*WHAT TO WORK ON*.
Could you copy, word for word, only the lines from the one containing "of the gray" through the last line of the records below, both included?

*ENTRIES SHOWN*.
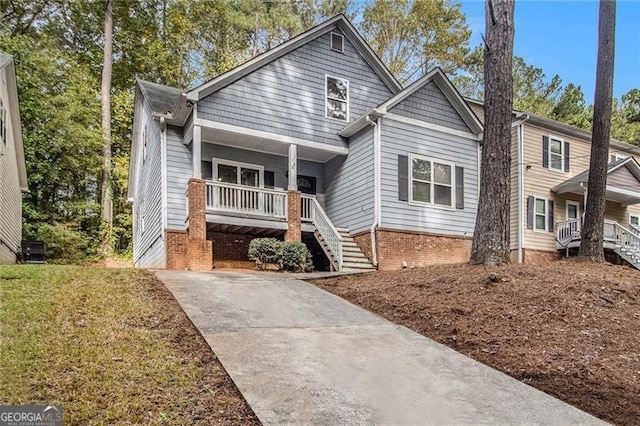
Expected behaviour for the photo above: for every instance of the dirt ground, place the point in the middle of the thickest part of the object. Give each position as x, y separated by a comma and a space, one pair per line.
213, 398
566, 328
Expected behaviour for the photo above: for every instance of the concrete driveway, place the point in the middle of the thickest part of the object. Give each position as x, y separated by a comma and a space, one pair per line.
300, 355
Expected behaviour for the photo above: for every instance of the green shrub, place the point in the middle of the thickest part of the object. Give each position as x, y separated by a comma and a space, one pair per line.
295, 257
264, 251
287, 256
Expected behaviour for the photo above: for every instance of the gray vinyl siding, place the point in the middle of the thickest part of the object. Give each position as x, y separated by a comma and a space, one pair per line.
403, 139
287, 96
10, 194
148, 199
274, 163
431, 105
349, 181
179, 171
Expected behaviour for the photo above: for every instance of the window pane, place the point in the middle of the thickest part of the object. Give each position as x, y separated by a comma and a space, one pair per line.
442, 173
336, 109
421, 169
421, 192
442, 195
249, 177
337, 88
227, 174
556, 162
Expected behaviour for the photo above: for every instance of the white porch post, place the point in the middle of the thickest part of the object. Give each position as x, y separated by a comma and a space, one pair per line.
197, 152
293, 167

*RESPONSE TO THE TASK*.
Expected behaviour for the photo above: for every instance of the gray vinyl siding, place the point in the middle of the thickest part of the object. Give each position as x, y separated by a comma and a space, one pair per line.
403, 139
287, 96
10, 194
148, 199
274, 163
431, 105
349, 181
179, 171
Expected behaviour for the photo above: for every instance of the window pane, place the point in the middle of the thickest part of the object. Give each position as x, y separated by a comma and a space, one pair per line.
442, 173
336, 109
421, 169
421, 192
442, 195
249, 177
337, 88
227, 174
556, 162
Expected behaviour for the photo above: for every instance of the white porch post, place the point in the middle of the thickest part of the object. Give each position as x, y separated by a comma and a space, one pair per line.
197, 152
293, 167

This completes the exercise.